▸ SET OF TASKS
• 1. Name every person mentioned by name in the text on waxing.
• 2. Copy the passage of the text on waxing starting with "Waxing to remove" and going on through "the follicles entrained.", renaming "skincare practitioner" as "esthetician".

▸ EXCERPTED TEXT
------------------------------

SPECIAL PROMOTION: FREE BODY MOISTURIZER & USA SHIPPING WITH $50 ORDER

SPECIAL PROMOTION: FREE BODY MOISTURIZER & USA SHIPPING WITH $50 ORDER

Waxing

Catherine the Great of Russia told the French philosopher Diderot that while he had the luxury of writing on unfeeling paper, she had to write on human skin that is far more ticklish. Such are the trials of statesmanship. We can only imagine what Catherine might have said to anyone who offered her waxing.

Waxing to remove unwanted hair is the dominant practice in professional esthetics today and one would think the practice had achieved some sort of technical breakthrough long before the 19th Century. Alas. Read on.

The molten (warm) wax is applied near the area of choice, and allowed to congeal around the follicles. At which point the uh, volunteer, in more upscale studios is provided straight whiskey, hearing protection and a wood dowel to chew down on.

The skincare practitioner then carefully lifts a corner of the congealed wax and with a precision that would have brought admiration from Torquemada, swiftly and excruciatingly rips (is there any other word? No.) the wax to take with it the follicles entrained.

This proceeds until the area has been completely waxed free of follicles, right down to the root. Oh, baby.

There are other methods than waxing. Differing as a suitcase nuke does from a megaton weapon.

The depilatory for example employs a chemical attack on the follicle that usually satisfies only those with frog hair. Others are left with less than satisfying results. Visibly shaken is a phrase that comes to mind.

Blade shaving has waxed and waned in popularity. The technique is not recommended for those who are clumsy, have a phone, or a hangover. It misses key areas, too, often giving the overall unintended impression of a prizefight aftermath.

------------------------------

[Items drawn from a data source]
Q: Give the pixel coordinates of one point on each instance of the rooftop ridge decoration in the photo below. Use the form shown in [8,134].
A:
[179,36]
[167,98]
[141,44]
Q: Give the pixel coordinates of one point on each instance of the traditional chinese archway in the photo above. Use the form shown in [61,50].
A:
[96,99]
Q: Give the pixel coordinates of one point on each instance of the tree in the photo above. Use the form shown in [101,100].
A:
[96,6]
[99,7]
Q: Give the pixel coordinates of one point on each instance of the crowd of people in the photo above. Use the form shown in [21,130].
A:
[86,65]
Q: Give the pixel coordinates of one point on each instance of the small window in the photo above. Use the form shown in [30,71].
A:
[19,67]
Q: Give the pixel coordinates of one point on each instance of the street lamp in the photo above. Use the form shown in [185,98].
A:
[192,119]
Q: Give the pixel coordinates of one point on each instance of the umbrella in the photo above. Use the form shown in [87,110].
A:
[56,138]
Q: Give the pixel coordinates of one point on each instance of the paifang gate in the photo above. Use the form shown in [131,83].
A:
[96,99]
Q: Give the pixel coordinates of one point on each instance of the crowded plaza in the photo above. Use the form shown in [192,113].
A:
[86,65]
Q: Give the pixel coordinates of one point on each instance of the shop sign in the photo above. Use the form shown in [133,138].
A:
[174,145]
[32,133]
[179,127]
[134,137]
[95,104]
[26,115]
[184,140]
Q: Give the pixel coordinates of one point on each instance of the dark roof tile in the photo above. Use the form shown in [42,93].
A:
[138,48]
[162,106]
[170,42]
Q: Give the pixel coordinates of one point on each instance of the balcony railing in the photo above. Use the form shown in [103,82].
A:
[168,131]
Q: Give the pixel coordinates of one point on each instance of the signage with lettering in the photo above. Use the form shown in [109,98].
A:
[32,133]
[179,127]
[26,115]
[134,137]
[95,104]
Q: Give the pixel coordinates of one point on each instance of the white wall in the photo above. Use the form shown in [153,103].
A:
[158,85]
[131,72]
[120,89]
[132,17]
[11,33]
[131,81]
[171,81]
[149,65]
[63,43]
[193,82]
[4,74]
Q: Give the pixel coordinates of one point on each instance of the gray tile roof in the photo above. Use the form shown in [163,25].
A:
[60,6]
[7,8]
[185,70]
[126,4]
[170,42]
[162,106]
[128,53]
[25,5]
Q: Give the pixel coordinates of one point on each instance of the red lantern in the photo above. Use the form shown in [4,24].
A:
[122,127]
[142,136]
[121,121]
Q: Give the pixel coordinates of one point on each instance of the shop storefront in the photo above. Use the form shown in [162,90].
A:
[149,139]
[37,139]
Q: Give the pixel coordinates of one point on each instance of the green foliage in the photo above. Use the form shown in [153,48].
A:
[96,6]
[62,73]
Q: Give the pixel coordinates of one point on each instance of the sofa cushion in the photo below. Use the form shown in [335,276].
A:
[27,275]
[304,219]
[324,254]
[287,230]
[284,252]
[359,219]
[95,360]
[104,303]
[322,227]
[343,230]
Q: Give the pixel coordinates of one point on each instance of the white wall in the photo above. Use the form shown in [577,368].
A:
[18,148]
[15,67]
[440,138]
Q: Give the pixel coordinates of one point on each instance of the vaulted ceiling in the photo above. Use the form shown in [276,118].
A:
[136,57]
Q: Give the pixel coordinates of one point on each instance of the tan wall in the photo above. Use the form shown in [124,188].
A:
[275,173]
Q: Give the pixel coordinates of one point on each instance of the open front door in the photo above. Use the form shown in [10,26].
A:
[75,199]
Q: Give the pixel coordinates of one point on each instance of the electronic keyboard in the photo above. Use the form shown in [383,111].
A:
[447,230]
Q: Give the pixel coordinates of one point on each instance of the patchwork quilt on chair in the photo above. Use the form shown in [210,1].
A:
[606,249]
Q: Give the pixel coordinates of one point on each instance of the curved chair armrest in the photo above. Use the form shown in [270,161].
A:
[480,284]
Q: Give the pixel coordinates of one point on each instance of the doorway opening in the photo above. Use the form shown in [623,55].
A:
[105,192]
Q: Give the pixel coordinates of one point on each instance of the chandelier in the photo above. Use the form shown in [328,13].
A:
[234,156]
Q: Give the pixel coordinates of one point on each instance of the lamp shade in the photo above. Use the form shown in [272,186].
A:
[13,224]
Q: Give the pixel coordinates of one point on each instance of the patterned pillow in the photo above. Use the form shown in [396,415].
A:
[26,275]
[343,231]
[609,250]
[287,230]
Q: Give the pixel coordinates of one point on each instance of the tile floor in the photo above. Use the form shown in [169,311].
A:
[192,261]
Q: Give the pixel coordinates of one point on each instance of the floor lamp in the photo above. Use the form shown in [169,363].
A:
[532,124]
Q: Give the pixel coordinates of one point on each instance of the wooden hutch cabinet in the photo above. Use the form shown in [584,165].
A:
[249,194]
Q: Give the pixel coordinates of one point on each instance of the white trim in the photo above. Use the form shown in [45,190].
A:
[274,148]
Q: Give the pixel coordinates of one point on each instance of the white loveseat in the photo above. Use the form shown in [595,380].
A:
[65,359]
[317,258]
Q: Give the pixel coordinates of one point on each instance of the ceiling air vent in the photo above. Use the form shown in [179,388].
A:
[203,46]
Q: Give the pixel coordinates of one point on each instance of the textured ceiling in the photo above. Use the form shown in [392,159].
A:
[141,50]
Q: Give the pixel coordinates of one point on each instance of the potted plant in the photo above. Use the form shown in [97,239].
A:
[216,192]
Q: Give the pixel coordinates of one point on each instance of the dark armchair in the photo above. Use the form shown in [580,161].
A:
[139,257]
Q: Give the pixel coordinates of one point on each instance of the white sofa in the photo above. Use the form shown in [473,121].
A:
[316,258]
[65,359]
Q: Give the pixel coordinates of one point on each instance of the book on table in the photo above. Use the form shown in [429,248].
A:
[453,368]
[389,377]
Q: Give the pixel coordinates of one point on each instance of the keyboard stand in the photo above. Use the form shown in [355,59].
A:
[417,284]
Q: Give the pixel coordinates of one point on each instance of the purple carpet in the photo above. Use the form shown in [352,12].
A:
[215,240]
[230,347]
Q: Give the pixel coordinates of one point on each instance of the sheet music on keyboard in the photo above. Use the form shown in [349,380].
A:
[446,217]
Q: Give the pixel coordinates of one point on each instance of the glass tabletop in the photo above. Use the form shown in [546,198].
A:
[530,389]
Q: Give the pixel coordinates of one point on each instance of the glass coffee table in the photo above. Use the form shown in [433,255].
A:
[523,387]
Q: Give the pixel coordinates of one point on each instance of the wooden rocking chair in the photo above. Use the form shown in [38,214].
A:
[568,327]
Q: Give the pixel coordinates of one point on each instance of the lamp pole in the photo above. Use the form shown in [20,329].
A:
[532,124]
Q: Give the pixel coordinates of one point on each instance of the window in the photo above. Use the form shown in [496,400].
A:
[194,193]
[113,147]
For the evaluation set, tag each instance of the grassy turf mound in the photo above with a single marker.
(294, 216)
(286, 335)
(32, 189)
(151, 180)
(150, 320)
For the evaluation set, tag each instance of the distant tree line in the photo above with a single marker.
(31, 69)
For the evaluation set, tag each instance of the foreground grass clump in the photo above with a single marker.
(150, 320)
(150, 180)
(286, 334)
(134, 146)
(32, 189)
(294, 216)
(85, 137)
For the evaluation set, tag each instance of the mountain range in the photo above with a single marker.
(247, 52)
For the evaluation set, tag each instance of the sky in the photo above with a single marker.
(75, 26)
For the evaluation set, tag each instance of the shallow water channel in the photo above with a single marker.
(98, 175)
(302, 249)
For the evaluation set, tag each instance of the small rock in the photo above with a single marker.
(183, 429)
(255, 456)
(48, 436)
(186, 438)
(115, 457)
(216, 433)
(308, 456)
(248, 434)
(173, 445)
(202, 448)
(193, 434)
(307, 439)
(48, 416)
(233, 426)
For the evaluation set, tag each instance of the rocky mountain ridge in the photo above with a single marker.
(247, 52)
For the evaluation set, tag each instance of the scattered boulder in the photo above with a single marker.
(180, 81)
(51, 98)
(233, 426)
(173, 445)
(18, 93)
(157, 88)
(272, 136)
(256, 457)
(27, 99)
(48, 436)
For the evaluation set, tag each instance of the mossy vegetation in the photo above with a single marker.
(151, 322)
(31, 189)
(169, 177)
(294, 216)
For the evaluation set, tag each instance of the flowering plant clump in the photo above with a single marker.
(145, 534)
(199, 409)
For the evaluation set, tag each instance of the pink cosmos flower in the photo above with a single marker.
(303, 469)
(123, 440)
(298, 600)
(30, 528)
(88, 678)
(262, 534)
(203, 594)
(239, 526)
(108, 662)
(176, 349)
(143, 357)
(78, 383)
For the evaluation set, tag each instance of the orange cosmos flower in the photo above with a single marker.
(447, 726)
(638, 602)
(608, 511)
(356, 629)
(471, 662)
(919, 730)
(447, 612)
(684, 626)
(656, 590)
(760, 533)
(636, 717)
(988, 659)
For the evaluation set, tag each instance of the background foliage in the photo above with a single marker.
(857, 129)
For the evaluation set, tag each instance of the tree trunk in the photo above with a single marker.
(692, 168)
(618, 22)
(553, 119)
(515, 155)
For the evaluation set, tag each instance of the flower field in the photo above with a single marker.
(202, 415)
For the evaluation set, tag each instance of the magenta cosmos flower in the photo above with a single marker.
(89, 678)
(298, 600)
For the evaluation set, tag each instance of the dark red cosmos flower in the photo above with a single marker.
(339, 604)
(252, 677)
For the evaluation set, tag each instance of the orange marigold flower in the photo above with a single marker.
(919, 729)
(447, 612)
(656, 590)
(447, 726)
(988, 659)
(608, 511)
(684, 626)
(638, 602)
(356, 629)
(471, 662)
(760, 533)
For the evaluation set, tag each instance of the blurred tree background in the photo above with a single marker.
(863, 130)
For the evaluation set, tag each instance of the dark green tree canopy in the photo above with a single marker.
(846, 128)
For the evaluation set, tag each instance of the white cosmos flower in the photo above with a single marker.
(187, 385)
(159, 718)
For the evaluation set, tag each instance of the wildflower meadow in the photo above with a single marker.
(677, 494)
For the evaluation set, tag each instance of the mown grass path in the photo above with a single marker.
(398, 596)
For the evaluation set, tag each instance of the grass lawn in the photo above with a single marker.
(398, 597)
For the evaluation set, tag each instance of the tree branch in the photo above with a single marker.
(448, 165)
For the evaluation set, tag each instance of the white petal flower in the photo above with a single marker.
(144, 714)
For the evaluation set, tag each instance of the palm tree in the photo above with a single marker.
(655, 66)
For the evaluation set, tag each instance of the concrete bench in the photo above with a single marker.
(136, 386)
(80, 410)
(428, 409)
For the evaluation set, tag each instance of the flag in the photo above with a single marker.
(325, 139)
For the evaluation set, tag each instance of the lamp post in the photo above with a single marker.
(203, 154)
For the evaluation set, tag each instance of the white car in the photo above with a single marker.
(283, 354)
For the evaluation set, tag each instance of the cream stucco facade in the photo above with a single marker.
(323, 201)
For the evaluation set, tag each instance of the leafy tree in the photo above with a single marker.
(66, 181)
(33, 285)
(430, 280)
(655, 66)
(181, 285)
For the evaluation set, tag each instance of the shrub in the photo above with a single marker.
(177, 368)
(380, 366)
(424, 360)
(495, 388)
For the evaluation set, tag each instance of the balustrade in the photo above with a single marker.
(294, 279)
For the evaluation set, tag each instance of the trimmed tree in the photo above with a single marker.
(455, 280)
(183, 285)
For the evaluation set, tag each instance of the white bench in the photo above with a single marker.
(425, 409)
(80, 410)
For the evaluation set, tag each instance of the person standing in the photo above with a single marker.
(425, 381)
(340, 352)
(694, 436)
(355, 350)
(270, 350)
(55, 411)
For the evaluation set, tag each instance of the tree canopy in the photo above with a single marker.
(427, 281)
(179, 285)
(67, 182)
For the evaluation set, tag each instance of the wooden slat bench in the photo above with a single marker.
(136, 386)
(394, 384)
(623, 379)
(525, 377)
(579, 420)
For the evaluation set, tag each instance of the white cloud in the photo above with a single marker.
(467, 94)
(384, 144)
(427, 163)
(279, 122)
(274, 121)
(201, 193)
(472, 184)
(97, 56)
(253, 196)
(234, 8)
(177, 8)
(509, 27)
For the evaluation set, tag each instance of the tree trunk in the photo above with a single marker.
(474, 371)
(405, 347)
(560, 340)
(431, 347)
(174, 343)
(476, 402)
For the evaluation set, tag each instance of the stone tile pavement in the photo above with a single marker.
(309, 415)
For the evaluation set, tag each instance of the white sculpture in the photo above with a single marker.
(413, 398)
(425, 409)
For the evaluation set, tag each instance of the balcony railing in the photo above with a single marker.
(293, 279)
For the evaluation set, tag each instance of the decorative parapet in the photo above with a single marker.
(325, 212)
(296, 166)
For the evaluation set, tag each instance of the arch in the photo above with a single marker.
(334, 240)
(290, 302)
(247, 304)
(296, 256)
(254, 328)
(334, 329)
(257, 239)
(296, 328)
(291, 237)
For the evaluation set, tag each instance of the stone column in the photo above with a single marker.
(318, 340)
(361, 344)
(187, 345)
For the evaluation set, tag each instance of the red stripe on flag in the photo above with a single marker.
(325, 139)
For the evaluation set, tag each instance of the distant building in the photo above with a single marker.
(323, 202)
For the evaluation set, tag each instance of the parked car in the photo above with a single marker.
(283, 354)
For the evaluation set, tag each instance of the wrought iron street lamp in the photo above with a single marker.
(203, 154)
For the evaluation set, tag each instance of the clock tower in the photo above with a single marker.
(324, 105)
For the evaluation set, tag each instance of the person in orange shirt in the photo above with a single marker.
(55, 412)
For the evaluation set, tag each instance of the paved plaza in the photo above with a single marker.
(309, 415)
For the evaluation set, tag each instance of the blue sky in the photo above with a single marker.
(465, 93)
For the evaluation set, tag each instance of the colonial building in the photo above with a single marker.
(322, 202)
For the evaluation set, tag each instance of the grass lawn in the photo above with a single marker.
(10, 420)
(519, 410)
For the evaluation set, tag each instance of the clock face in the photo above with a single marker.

------------------------------

▸ LIST OF ANSWERS
• 1.
Catherine the Great of Russia
Diderot
Torquemada

• 2.
Waxing to remove unwanted hair is the dominant practice in professional esthetics today and one would think the practice had achieved some sort of technical breakthrough long before the 19th Century. Alas. Read on.

The molten (warm) wax is applied near the area of choice, and allowed to congeal around the follicles. At which point the uh, volunteer, in more upscale studios is provided straight whiskey, hearing protection and a wood dowel to chew down on.

The esthetician then carefully lifts a corner of the congealed wax and with a precision that would have brought admiration from Torquemada, swiftly and excruciatingly rips (is there any other word? No.) the wax to take with it the follicles entrained.